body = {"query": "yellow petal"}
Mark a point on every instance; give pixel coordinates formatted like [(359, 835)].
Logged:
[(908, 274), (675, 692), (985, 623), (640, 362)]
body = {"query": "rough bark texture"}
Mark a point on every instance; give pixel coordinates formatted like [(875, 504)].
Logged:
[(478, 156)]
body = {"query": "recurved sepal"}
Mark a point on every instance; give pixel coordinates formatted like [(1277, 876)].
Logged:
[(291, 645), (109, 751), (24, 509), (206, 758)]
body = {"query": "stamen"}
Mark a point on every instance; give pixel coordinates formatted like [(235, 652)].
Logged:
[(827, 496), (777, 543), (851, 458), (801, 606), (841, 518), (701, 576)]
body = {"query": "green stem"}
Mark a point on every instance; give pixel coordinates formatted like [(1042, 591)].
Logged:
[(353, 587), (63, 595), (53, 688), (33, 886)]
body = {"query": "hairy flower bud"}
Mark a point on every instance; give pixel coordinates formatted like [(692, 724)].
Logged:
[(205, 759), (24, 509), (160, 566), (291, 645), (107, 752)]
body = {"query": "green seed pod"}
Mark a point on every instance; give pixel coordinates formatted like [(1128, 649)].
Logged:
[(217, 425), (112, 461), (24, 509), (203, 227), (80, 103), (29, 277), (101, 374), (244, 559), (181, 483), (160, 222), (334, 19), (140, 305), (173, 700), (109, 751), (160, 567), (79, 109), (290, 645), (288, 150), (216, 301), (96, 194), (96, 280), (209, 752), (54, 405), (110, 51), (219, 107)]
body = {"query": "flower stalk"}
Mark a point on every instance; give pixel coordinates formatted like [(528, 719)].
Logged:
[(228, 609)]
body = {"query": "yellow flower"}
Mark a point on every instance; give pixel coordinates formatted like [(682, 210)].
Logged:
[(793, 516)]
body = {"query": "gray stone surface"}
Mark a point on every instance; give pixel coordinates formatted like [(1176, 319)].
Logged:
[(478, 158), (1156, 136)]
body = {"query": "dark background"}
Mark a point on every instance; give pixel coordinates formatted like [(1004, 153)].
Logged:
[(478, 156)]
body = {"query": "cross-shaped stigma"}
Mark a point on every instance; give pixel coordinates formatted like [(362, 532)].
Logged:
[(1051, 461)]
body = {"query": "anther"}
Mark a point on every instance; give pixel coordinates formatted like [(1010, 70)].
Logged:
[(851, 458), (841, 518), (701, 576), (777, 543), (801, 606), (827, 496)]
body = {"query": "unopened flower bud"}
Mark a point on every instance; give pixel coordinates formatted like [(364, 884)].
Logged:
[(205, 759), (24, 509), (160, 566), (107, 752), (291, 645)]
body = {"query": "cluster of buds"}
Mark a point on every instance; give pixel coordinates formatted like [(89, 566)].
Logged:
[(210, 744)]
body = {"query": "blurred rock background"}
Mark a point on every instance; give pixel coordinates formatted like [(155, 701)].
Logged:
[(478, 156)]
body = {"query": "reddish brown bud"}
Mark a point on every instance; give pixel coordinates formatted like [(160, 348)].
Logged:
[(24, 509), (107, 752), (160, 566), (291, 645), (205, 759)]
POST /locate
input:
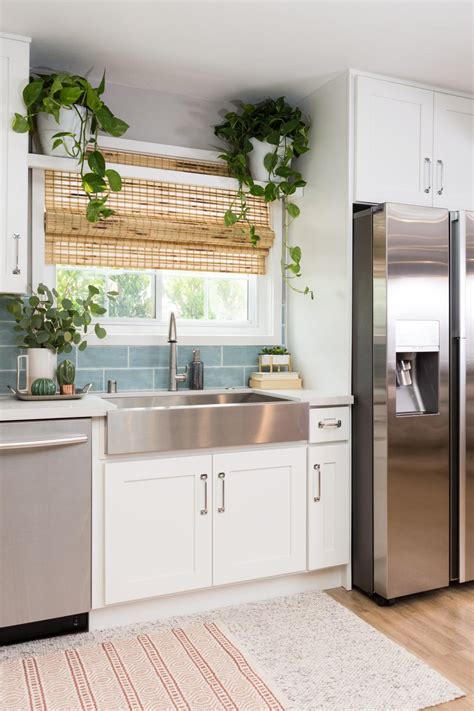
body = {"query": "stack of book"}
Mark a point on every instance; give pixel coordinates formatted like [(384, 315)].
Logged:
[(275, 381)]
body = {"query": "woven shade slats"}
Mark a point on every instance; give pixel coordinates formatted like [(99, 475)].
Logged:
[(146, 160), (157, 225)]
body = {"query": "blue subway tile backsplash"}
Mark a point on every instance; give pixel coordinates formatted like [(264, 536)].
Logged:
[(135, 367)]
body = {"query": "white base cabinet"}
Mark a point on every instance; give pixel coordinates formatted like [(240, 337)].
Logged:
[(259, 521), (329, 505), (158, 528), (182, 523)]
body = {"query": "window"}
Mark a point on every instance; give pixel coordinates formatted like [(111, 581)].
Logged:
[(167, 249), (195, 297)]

--- --- ---

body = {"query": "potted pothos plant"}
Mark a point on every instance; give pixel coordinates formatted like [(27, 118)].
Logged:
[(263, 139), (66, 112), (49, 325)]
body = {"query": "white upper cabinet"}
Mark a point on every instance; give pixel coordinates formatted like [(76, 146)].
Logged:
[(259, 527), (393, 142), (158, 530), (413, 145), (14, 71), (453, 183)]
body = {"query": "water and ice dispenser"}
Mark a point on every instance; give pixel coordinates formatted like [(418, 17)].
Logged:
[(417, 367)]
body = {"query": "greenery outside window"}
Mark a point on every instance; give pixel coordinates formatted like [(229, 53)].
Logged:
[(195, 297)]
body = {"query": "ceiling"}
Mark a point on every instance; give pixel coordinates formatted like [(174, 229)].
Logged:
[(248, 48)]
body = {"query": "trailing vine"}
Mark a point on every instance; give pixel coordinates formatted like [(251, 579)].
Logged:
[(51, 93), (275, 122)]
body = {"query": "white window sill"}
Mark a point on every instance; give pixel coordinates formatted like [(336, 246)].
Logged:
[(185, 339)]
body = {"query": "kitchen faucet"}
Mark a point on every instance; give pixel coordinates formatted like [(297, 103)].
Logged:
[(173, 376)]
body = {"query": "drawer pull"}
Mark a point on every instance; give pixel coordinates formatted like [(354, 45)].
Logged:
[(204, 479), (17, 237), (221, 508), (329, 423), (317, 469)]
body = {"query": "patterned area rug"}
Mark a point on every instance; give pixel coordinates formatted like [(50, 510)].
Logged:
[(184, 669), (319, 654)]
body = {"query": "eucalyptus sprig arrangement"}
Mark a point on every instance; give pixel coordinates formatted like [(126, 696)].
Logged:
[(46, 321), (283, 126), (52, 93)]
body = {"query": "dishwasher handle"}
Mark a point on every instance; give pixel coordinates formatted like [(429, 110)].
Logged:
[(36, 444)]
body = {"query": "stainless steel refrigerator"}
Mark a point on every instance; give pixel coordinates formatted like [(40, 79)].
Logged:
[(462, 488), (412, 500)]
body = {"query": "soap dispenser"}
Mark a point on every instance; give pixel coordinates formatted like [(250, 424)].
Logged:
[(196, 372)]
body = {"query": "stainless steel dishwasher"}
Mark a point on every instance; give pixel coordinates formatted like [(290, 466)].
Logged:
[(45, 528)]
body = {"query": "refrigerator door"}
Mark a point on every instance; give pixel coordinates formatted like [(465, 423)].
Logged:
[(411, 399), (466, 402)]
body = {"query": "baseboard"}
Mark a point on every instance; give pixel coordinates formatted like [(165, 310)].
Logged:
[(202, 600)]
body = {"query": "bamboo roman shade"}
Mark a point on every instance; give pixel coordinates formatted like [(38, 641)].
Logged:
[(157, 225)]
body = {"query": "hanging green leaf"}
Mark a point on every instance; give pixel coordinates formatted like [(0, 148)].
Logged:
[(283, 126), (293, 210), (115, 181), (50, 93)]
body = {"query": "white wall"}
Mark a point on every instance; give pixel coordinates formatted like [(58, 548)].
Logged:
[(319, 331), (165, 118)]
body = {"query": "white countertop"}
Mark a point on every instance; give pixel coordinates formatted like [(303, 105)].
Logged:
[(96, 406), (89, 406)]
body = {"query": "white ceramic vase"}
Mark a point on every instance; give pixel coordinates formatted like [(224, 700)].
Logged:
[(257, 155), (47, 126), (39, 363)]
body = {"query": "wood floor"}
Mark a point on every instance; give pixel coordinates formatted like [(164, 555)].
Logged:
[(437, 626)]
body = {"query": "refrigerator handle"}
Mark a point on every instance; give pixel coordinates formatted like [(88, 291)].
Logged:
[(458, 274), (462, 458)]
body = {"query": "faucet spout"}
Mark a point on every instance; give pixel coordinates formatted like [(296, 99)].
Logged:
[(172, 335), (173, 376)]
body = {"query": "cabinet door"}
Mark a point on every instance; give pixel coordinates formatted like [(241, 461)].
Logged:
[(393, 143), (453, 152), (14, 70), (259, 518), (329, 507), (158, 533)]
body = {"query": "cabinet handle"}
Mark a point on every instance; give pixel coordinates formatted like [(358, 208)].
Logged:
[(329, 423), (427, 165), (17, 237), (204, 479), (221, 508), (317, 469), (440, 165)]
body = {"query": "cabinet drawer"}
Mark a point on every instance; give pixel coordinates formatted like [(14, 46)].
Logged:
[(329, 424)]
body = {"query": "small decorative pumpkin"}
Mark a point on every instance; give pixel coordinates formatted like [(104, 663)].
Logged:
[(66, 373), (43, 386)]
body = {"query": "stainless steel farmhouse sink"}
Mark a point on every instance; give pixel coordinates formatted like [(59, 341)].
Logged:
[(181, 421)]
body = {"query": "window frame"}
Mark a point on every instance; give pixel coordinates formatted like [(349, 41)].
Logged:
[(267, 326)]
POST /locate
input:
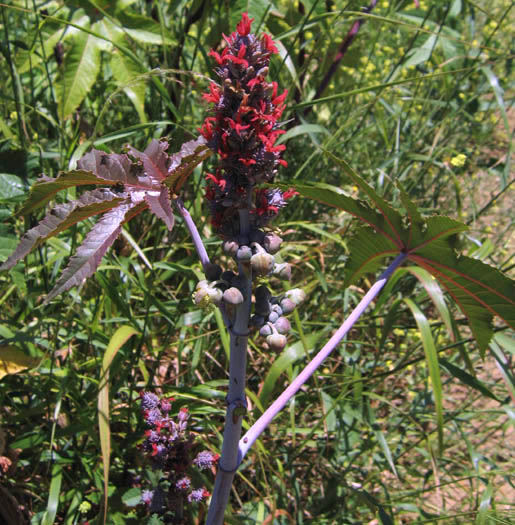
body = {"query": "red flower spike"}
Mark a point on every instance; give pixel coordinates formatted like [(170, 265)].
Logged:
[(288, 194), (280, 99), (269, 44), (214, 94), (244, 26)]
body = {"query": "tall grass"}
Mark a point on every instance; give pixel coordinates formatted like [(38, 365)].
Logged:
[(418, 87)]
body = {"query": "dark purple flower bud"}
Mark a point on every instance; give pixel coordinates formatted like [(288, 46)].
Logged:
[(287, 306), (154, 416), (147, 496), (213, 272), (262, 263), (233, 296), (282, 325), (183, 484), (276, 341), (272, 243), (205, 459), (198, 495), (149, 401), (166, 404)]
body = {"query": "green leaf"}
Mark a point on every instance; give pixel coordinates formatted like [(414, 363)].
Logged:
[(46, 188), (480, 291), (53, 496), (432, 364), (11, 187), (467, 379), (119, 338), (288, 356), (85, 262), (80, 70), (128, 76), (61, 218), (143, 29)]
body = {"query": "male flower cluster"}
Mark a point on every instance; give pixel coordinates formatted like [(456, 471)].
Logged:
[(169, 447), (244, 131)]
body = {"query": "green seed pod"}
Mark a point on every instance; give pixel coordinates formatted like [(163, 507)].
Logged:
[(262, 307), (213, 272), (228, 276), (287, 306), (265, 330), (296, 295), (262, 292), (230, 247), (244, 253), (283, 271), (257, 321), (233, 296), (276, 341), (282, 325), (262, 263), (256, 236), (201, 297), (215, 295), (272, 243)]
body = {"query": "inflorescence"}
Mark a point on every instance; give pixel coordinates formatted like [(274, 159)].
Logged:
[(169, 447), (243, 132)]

--- --- ---

Pick out and copy every line in the rows above that contains the word "handle".

Complete answer:
body = {"query": "dishwasher handle"}
body = {"query": "refrigerator handle"}
body = {"query": "cabinet handle"}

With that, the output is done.